#### Tasks to perform
A – In the article about smoking in Ventura County bars, by what percentage did business at the Yukon Belle Saloon drop after the California ban took effect?
B – From the article about smoking in Ventura County bars, extract the passage that begins at the words "At the Veterans" and stops after "to smoke them.", copying it word for word.

#### Text
# # #
Bars Still Hoping to Be Smoking
Even with a federal judge ruling that secondhand smoke might not be harmful after all, tipplers throughout Ventura County held out faint hope of lighting up at their favorite taprooms any time soon.
That could be the one point on which they agree with anti-smoking activists, who found the ruling upsetting but of little consequence.
“Nothing will change,” lamented Jerry Van Winkle, an environmental consultant enjoying the cocktail hour at Tony’s Steak and Seafood in Ventura. “The EPA has an agenda, and it has nothing to do with truth or science.”
Many tavern managers offered insights not so much on truth or science as on business they’d lost that they felt unlikely to win back. While the decision last week by U.S. District Judge William L. Osteen struck them as a triumph for common sense, it did not seem to signal better times ahead.
On Friday, Osteen concluded after five years of court proceedings that the EPA had wrongly labeled secondhand smoke a carcinogen. The agency relied on faulty science to reach the conclusion it wanted, he found.
Although his ruling will be appealed and has no direct impact on California’s strict anti-smoking laws, tobacco companies and smoking activists viewed it as a moral victory.
But that doesn’t fill empty bar stools.
“A lot of our regulars just eat and go now,” said Jenny Ching, manager of the Sportsman Restaurant & Cocktail Lounge in downtown Ventura. “They don’t stay long or drink after dinner like they used to.”
Meanwhile, most of the restaurant’s employees take more frequent smoke breaks--outside, where Ching has to take a longer time to track them down for customers who need service.
“Hopefully, they’ll get the state law changed,” she said.
At the Yukon Belle Saloon in Thousand Oaks, owner Tony Sauceda said his business had dropped 30% since Jan. 1, when the California ban on smoking in bars took effect.
Against a backdrop of horse tack, battered license plates and rattlesnake hides, Sauceda rested his thick forearms on the bar and wished the law a speedy reversal.
“It’s up to adults to decide whether they want to come in or not,” he said. “The option of being able to choose what you want to do is being taken away.”
The cry of freedom still colors the long-standing debate over secondhand smoke.
At the Veterans of Foreign Wars post in Simi Valley, bartender Hank Calderon, a pack-and-a-half-a-day man, said old vets like their cigarettes and don’t like being forced outside to smoke them.
“I don’t know why we don’t sue the government,” joked Calderon, who spent three years in the Aleutians during World War II. “I never smoked until I joined the service.” While bar owners say secondhand smoke is an overblown issue, anti-tobacco activists contend that the danger is all too real.
From her Newbury Park home, Esther Schiller recalls the time she spent as a public school teacher in Los Angeles. An asthmatic with chronic bronchitis, Schiller said smoke from an employee lounge would waft into her classroom, aggravating her illnesses.
“After a year and a half of exposure I was no longer able to teach,” she said. “My lung power was not sufficient to get me through the day.”
# # #
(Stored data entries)
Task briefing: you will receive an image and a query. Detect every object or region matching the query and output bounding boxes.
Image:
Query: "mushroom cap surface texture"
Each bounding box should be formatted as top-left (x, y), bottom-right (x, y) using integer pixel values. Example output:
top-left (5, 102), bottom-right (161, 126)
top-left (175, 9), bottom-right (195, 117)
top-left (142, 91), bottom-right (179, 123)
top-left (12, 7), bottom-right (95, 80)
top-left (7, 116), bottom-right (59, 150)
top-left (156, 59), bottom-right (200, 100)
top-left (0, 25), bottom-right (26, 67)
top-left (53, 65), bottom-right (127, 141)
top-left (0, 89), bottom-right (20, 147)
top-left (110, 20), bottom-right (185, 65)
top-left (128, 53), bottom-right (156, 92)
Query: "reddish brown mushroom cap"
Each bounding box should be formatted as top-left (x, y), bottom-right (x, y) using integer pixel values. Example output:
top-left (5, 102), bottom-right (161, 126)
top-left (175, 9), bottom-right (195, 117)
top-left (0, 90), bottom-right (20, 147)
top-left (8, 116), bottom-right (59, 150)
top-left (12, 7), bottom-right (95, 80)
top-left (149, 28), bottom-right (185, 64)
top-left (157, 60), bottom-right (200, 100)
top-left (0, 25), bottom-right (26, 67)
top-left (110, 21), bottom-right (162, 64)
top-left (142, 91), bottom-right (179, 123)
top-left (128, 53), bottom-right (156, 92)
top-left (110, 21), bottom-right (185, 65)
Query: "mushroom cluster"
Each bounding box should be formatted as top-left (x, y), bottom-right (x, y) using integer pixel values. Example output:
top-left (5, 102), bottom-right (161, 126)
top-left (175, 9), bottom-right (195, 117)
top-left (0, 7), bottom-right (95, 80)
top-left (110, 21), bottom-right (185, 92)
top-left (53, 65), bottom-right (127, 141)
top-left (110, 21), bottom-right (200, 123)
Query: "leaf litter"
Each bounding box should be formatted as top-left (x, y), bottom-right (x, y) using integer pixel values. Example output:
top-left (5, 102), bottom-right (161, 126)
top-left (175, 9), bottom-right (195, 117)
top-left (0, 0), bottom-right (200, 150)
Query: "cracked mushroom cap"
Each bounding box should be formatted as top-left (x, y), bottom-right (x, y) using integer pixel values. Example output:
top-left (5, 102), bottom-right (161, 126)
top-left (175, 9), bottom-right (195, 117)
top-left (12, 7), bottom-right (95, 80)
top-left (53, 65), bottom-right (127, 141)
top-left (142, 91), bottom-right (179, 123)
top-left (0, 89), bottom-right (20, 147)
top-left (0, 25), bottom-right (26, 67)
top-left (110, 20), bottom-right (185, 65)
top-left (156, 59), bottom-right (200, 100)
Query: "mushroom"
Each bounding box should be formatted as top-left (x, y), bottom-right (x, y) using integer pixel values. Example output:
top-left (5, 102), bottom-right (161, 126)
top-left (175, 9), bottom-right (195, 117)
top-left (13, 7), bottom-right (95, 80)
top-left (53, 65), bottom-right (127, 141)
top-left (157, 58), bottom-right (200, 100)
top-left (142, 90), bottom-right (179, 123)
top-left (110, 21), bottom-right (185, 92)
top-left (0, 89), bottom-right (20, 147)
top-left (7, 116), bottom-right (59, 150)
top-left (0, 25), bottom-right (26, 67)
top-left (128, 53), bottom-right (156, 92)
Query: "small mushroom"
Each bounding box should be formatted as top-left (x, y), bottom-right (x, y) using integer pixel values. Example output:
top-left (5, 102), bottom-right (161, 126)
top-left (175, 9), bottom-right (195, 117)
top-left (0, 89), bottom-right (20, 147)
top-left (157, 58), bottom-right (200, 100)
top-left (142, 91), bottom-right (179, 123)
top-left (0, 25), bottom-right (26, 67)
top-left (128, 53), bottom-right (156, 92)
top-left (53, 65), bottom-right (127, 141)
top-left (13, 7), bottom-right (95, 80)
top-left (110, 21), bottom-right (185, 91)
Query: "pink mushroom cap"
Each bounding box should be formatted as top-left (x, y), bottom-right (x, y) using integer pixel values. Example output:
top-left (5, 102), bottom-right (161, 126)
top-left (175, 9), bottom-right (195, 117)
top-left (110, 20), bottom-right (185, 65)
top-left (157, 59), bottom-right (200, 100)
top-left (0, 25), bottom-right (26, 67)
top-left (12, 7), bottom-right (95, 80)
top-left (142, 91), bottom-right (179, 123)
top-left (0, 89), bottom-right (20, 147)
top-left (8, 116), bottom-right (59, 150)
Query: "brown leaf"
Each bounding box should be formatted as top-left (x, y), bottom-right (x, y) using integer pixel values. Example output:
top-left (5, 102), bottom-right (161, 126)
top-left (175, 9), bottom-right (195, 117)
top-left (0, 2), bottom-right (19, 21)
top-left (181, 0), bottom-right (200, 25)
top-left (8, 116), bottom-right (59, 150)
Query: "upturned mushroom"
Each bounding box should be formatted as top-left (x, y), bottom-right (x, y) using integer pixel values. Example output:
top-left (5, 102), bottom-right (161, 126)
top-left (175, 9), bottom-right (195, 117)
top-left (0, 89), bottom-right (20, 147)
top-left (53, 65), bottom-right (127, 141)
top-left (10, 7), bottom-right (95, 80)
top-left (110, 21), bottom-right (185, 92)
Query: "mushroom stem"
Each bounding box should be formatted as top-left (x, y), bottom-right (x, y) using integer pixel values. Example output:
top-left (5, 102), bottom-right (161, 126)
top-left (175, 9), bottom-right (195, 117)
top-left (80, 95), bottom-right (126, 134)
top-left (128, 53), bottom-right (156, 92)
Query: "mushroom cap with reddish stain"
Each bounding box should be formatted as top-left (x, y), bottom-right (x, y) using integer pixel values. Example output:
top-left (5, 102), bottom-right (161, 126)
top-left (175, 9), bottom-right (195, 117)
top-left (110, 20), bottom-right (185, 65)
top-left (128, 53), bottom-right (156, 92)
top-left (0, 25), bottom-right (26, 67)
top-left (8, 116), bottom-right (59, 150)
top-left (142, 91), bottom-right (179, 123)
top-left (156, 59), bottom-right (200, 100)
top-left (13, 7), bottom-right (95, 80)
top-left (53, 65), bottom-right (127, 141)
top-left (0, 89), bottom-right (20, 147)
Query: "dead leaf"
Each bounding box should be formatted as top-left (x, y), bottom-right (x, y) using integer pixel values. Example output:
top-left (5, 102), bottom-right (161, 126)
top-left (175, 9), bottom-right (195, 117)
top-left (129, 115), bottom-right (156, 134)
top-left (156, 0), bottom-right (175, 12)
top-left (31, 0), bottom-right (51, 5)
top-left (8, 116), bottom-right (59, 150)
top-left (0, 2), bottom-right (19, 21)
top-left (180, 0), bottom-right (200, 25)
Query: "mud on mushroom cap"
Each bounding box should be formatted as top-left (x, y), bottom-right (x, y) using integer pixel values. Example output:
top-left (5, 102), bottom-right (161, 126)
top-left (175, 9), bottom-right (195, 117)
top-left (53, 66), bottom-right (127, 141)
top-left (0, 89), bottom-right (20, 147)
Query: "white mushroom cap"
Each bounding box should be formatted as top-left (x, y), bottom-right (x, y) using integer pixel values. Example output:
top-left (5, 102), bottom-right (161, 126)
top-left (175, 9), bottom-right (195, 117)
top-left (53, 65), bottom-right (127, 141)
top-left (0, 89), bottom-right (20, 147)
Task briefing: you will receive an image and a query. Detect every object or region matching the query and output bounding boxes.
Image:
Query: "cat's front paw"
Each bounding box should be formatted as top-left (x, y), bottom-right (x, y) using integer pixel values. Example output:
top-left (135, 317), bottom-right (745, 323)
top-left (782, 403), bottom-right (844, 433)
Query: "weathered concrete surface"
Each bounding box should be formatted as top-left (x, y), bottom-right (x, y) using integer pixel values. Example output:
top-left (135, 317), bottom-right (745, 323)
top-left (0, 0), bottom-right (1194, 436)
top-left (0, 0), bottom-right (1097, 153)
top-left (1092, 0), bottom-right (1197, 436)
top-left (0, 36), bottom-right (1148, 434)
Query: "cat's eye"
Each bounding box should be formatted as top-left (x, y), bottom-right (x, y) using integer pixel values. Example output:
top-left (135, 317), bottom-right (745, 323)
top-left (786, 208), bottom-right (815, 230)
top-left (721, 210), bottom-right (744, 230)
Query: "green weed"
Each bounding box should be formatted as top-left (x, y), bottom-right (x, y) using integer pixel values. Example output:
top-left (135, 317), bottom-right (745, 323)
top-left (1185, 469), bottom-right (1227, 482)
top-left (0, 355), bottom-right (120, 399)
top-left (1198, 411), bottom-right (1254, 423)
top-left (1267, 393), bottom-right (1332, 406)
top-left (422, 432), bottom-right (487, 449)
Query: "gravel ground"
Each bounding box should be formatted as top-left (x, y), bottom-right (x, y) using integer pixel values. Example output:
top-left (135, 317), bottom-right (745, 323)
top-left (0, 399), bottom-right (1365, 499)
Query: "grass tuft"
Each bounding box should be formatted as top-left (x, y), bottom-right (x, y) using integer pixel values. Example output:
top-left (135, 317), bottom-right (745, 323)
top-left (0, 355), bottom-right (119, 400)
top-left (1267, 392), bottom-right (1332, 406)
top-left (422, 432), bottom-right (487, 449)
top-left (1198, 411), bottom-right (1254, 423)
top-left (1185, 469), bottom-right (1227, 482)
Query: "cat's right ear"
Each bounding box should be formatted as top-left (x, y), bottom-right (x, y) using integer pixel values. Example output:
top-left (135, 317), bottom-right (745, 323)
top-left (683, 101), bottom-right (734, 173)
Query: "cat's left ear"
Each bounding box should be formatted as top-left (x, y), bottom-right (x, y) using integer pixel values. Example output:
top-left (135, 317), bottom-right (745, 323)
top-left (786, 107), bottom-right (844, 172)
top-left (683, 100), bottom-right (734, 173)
# # #
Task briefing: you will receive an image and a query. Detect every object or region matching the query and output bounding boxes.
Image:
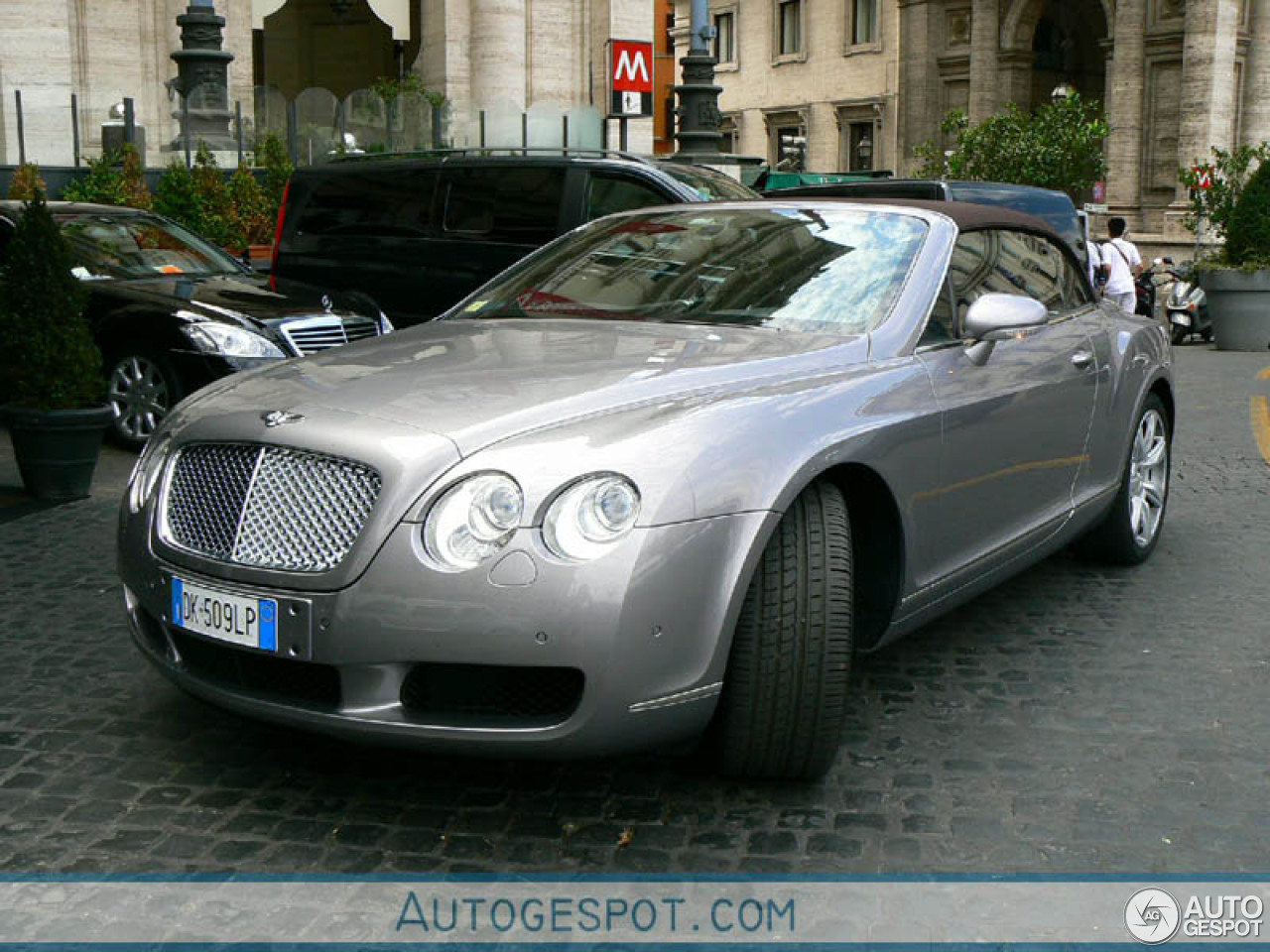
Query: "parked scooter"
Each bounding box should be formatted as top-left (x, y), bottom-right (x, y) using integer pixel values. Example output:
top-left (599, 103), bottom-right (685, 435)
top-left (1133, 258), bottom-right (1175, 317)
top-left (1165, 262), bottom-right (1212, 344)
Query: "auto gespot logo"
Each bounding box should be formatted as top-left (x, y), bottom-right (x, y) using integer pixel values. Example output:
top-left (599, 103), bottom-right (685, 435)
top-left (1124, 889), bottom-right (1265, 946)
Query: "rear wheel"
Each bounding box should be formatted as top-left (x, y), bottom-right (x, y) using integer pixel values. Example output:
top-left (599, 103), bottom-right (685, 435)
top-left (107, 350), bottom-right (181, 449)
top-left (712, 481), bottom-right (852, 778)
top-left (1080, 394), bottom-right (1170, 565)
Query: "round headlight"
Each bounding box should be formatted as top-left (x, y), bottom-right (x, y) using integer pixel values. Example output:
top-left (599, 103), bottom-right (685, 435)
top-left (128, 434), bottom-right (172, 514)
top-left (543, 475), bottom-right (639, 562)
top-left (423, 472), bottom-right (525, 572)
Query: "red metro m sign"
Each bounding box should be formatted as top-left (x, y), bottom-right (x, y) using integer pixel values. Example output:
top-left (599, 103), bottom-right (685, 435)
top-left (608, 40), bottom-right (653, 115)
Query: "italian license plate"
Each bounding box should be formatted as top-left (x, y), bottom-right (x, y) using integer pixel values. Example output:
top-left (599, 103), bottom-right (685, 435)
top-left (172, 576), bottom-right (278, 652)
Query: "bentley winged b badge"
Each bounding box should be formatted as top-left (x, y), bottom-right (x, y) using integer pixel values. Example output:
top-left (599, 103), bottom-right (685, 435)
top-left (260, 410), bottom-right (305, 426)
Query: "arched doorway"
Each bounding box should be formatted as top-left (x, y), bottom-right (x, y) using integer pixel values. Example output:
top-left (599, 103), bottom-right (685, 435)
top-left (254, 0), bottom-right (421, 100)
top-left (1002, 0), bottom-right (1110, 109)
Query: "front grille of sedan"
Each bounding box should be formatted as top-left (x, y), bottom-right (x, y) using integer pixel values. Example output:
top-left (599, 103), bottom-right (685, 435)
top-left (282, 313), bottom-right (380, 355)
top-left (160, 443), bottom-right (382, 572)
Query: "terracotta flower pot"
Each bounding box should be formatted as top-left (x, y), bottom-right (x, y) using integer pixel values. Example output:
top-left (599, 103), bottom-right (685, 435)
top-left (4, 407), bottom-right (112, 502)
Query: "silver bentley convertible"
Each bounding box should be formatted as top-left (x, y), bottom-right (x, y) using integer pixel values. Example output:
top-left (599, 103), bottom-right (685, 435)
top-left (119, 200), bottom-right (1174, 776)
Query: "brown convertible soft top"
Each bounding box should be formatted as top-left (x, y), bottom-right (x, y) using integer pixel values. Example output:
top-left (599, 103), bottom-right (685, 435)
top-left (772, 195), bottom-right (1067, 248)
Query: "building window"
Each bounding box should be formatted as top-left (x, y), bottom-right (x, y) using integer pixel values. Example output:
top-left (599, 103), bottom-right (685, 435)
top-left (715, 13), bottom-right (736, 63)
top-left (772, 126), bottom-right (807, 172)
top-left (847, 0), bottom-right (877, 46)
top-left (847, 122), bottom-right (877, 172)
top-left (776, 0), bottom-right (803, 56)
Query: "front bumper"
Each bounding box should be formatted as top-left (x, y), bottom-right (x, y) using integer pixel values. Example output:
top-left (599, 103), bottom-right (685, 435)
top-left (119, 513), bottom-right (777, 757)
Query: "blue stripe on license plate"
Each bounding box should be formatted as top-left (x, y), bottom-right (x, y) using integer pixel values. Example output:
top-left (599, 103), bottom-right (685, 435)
# # #
#### Answer list
A – 30%

B –
At the Veterans of Foreign Wars post in Simi Valley, bartender Hank Calderon, a pack-and-a-half-a-day man, said old vets like their cigarettes and don’t like being forced outside to smoke them.